**Work instructions:** Write out each of the rows below line for line, changing nothing.

**Source data:**

* * *

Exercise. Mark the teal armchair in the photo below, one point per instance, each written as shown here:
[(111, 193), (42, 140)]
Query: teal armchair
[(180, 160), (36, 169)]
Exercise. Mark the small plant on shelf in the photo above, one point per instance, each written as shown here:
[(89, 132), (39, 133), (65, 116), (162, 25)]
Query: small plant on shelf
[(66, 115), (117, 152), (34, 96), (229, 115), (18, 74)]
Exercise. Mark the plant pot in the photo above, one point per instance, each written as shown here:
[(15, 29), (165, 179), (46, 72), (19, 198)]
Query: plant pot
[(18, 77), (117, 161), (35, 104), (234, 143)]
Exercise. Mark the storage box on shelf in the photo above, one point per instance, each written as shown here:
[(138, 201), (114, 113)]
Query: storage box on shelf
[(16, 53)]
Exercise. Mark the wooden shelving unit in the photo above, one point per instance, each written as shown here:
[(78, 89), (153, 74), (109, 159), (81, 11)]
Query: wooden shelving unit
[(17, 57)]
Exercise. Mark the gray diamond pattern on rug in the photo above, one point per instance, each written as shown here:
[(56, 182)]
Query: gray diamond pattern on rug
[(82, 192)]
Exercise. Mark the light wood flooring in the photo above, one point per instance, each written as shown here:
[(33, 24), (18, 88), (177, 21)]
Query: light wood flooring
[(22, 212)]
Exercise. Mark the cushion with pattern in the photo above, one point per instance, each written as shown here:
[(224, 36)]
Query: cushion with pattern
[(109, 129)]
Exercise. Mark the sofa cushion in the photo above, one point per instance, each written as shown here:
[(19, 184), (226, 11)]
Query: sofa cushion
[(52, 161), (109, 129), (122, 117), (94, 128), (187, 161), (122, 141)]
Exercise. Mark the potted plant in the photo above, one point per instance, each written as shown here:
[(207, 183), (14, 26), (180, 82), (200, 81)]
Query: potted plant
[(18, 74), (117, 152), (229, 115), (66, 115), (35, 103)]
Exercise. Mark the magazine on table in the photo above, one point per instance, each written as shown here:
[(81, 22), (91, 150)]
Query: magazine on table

* * *

**Answer for this exercise:**
Exercise. Mark the teal armchair in the photo below, one point per instance, each written as shown here:
[(111, 193), (42, 140)]
Query: teal armchair
[(180, 160), (36, 169)]
Exercise. Mark the small plant on shelf in the photo above, one point per instance, each written as shown here:
[(89, 132), (39, 133), (65, 116), (162, 25)]
Query: small plant on shelf
[(66, 115), (117, 152), (34, 96), (229, 115), (18, 74)]
Exercise. Mark the plant pot in the photo above, one point per instance, each written as shown here:
[(15, 29), (165, 179), (46, 72), (19, 198)]
Query: plant pot
[(18, 77), (117, 161), (35, 104), (234, 143)]
Exercise. Mark the storage box on shelf in the photo above, one point per instance, each written as shown here:
[(138, 201), (114, 113)]
Query: storage box on shelf
[(16, 53)]
Exercise. Mark the wooden shelving unit in the photo above, one point per instance, each written as shown here:
[(78, 89), (153, 74), (109, 159), (81, 11)]
Query: wooden shelving unit
[(17, 57)]
Exercise. Mark the gray diamond pattern on rug in the photo above, one point per instance, each written as shown here:
[(56, 182)]
Query: gray diamond pattern on rug
[(82, 192)]
Exercise. Mark the light wood flooring in the photo above, one point per instance, each written as shown here:
[(33, 24), (18, 88), (177, 21)]
Query: light wood flooring
[(22, 212)]
Exercise. Mark the cushion with pattern in the photo above, one point per instance, each written as shown here:
[(224, 36)]
Query: cushion with pattern
[(109, 129)]
Exercise. Mark the sofa cushion in the photo above, one point per instance, each written as shown here:
[(19, 184), (226, 11)]
Query: sofa cushion
[(52, 161), (109, 129), (122, 117), (94, 128), (187, 161), (122, 141)]
Exercise. Mark the potted plant in the photo above, one point per instance, each written as shown here:
[(207, 183), (14, 26), (180, 82), (200, 81)]
Query: potted plant
[(18, 74), (117, 152), (229, 115), (66, 115), (35, 103)]
Exercise. Mark the magazine on table in the photo above, one point per instance, each written as shown here:
[(81, 22), (91, 150)]
Query: magazine on table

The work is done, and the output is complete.